Output everything from the line containing "Find the **green" down to the line containing "[[[12,124],[0,121],[0,162],[6,162],[6,155],[14,153],[17,145]]]", inclusive, as a two-column CSV headed instruction and mask. Give one row per item, with its text under instruction and its answer under mask, each in a single quoted field with line breaks replaced by spaces.

[PROVIDED DATA]:
+ + + + + + +
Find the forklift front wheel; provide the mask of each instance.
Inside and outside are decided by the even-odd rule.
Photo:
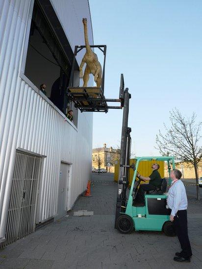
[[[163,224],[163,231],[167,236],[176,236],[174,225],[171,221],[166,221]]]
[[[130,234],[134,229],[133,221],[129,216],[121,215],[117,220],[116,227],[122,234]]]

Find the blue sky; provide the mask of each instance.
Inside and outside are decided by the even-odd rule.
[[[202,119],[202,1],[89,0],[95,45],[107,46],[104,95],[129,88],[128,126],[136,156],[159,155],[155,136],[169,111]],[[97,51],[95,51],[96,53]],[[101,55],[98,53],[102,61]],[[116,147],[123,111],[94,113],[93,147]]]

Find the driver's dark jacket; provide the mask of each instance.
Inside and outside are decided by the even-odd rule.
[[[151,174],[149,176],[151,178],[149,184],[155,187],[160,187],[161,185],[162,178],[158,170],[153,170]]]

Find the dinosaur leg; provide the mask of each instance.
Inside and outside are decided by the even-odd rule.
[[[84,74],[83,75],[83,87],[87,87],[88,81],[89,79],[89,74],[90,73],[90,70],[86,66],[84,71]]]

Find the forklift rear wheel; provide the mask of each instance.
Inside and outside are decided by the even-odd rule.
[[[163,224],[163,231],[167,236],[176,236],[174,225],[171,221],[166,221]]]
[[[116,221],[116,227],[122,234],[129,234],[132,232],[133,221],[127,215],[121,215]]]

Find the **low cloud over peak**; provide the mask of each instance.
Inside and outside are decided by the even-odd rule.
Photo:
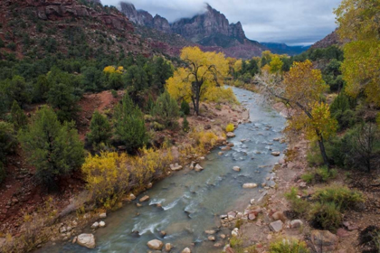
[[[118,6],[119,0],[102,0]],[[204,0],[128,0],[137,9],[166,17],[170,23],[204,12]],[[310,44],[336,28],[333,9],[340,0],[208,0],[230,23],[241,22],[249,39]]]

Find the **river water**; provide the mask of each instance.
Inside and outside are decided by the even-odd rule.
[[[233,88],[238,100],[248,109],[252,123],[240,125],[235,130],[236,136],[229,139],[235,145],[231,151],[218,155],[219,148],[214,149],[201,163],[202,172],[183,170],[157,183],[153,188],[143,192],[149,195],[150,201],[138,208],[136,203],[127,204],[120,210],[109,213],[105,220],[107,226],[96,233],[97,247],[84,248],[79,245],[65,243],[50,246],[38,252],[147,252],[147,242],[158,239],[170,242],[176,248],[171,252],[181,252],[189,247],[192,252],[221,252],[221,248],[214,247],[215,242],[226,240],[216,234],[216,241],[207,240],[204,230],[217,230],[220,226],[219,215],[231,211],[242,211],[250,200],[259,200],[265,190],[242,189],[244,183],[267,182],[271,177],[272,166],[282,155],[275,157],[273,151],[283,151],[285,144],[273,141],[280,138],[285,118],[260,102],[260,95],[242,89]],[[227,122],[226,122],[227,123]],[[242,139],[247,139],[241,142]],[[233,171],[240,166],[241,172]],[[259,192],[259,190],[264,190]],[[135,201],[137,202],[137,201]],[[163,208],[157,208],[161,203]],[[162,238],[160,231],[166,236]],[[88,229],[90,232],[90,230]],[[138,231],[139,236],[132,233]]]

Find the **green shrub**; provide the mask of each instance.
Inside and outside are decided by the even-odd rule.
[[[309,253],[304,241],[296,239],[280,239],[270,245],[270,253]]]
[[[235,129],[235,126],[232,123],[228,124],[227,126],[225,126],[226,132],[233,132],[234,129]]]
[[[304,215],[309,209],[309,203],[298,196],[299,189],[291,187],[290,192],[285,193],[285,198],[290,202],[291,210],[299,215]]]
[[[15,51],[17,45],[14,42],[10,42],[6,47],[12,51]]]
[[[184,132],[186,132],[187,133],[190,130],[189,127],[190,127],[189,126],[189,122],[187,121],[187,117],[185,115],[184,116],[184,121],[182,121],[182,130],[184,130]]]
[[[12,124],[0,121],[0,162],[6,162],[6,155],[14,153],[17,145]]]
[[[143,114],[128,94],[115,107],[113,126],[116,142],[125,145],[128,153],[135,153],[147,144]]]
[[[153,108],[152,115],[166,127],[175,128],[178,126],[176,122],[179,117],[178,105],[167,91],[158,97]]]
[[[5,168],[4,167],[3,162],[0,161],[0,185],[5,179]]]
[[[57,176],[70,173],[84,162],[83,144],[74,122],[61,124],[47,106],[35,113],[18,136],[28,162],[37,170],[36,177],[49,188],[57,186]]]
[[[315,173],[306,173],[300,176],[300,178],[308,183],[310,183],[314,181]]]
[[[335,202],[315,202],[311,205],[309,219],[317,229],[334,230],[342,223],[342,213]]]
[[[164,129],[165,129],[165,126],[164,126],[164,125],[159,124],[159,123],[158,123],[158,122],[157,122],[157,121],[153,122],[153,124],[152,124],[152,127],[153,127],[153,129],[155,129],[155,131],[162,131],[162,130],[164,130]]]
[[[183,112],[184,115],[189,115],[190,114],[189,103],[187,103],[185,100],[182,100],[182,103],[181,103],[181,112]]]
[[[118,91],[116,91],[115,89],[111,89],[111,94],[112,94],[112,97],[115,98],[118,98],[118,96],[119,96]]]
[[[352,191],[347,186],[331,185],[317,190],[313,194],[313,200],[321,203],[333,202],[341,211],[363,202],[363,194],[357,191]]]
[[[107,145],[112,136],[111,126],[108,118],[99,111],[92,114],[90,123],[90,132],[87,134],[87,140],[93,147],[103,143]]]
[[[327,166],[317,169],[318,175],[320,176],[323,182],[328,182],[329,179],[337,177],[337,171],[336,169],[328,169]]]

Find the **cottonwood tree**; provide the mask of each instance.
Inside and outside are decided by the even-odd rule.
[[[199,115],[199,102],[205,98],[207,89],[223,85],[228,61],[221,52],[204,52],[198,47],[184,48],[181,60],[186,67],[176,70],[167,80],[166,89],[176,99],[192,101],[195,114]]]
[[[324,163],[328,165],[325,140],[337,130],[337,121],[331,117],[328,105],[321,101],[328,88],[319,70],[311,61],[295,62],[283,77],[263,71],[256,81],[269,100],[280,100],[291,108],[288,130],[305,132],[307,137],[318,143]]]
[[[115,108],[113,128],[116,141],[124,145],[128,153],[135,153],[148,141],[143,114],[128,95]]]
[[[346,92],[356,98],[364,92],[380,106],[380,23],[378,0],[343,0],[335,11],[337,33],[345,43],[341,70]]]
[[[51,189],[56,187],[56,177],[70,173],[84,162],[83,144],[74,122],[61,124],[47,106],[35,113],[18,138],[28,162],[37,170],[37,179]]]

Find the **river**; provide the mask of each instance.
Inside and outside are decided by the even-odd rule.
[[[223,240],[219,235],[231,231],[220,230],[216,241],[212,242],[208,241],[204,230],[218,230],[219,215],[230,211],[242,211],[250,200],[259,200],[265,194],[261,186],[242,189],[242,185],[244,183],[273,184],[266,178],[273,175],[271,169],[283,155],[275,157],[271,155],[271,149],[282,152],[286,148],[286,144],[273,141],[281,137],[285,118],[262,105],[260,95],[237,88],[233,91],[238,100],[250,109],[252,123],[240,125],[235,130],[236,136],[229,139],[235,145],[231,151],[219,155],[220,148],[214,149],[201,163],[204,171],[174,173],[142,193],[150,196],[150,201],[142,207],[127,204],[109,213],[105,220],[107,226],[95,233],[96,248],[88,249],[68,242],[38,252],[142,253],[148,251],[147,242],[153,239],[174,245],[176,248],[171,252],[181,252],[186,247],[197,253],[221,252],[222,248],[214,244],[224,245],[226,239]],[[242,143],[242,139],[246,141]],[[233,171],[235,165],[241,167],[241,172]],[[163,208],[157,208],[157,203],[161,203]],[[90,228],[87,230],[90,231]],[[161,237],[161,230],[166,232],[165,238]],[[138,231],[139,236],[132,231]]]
+ + + + + + +
[ANSWER TO THE EXERCISE]:
instruction,mask
"Find the **green shrub**; provide the mask of each instance. Inside and outside are decided by the even-odd rule.","[[[309,253],[304,241],[296,239],[280,239],[270,245],[270,253]]] [[[235,129],[235,126],[232,123],[228,124],[227,126],[225,126],[226,132],[233,132],[234,129]]] [[[304,215],[309,209],[309,203],[298,196],[299,189],[291,187],[290,192],[285,193],[285,198],[290,202],[291,210],[299,215]]] [[[15,51],[17,45],[14,42],[10,42],[6,47],[12,51]]] [[[184,132],[186,132],[187,133],[190,130],[189,127],[190,127],[189,126],[189,122],[187,121],[187,117],[185,115],[184,116],[184,121],[182,121],[182,130],[184,130]]] [[[12,124],[0,121],[0,162],[6,162],[6,155],[14,153],[17,145]]]"